* _Entries provided_
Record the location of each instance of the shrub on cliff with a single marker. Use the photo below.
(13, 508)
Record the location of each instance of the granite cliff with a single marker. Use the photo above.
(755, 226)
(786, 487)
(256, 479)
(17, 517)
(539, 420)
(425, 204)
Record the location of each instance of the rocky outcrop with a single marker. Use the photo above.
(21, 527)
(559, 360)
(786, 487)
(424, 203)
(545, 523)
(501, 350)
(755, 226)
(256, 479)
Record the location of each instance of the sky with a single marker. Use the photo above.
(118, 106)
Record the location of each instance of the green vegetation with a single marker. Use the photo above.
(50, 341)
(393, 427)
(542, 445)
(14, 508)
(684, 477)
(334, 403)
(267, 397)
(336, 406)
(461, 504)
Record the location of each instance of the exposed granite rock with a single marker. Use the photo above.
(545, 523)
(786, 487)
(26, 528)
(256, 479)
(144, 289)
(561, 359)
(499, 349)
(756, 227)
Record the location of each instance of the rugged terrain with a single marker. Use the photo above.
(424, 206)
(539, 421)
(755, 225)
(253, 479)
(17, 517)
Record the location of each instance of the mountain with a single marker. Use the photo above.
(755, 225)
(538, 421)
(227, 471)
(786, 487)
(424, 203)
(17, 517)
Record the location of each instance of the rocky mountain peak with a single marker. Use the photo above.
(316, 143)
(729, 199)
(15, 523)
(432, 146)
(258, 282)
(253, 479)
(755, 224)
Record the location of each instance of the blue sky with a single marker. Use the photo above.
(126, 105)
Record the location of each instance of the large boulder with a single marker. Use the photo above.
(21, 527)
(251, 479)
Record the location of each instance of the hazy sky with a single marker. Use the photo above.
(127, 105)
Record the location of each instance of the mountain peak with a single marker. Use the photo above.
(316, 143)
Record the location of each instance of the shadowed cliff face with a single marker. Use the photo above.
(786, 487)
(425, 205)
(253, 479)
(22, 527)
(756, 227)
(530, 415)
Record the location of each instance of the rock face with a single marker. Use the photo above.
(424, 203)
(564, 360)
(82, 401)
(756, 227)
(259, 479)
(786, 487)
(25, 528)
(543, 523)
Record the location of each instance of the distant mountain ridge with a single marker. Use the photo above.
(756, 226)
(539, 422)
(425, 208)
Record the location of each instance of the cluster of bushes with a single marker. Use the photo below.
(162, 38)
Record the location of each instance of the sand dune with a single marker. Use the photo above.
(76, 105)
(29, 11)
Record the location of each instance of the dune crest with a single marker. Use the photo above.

* _Problem to work on_
The records must be reproduced in full. Nothing should differ.

* _Expected answer_
Record the location of each instance of the shrub on cliff with a single marker. Use the photo below.
(13, 508)
Record the location of each instance of the granite cliff with a single marker. Use the photo above.
(755, 226)
(786, 487)
(256, 479)
(17, 517)
(539, 420)
(425, 204)
Record the location of each instance of the rocky outcrop with a single marker. Use the photo above.
(21, 527)
(559, 360)
(786, 487)
(424, 203)
(545, 523)
(501, 350)
(755, 226)
(256, 479)
Record the location of each instance of the sky with a single marker. Use the photo above.
(118, 106)
Record the location of each instance of the green vegetation with a single marker. Use the photo above.
(50, 341)
(393, 427)
(542, 445)
(14, 508)
(684, 477)
(334, 403)
(267, 397)
(336, 406)
(461, 504)
Record the location of each instance of the exposed granite rock with a single marker. Use the photo above.
(545, 523)
(786, 487)
(26, 528)
(256, 479)
(144, 289)
(561, 359)
(499, 349)
(756, 227)
Record the location of each instance of the rugged terrain with a single marker. Use the photo above.
(424, 206)
(539, 421)
(755, 225)
(253, 479)
(17, 517)
Record the location of each instance of the mountain with a single marker. Use the photo above.
(755, 225)
(538, 421)
(227, 471)
(786, 487)
(424, 203)
(17, 517)
Record the location of each instance of the rocky mountain peak with a single marker. Use the photo above.
(316, 143)
(729, 199)
(15, 523)
(432, 146)
(258, 282)
(253, 479)
(755, 224)
Record the location of each instance of the blue sky with a single marker. Use the photo above.
(126, 105)
Record the location of each instance of the large boulder with a single marker. Use the photo above.
(21, 527)
(251, 479)
Record the location of each instance of the hazy sky with a single marker. Use the photo above.
(127, 105)
Record the location of each instance of the mountain peak with a single marker. Use the photo above.
(316, 143)
Record the location of each instance of the shadowed cliff face with a single marker. Use the photo above.
(786, 487)
(425, 205)
(253, 479)
(22, 527)
(756, 227)
(530, 415)
Record the location of each instance of the rock face with a single marker. Use the photo above.
(424, 203)
(564, 360)
(82, 401)
(756, 227)
(259, 479)
(786, 487)
(25, 528)
(543, 523)
Record the location of each instance of the distant mountain ridge with a single marker. Use the photo above.
(756, 226)
(539, 422)
(425, 208)
Record the location of each instance of the cluster of bushes with a single marker. Use the photo below.
(162, 38)
Record the location of each instance of the sand dune with a single marker. Use the photo above.
(76, 105)
(29, 11)
Record the location of each instance of the dune crest with a single marker. Use the photo above.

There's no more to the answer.